REQUIRED ACTION: Exactly the lines from the one holding "The call MUST return, for every instance of the white" through the final line of the data are wanted, copied as written.

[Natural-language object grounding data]
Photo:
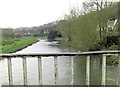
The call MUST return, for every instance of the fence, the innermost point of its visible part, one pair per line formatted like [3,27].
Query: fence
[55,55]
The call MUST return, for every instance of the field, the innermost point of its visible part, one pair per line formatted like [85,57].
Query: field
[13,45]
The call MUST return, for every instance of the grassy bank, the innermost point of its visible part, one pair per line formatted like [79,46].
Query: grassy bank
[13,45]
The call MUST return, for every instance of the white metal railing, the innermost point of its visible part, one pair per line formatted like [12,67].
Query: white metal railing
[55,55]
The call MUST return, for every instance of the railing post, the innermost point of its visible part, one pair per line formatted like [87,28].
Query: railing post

COMPLETED EXERCISE:
The call MUST return, for every instance of the white metal railing, the innermost point of its visible part, one pair per line formatted like [12,67].
Query: white metal railing
[55,55]
The call MUST return, for every instance of the railing post, the innermost point of its visible part, one pair per line formatted like [87,28].
Query: railing post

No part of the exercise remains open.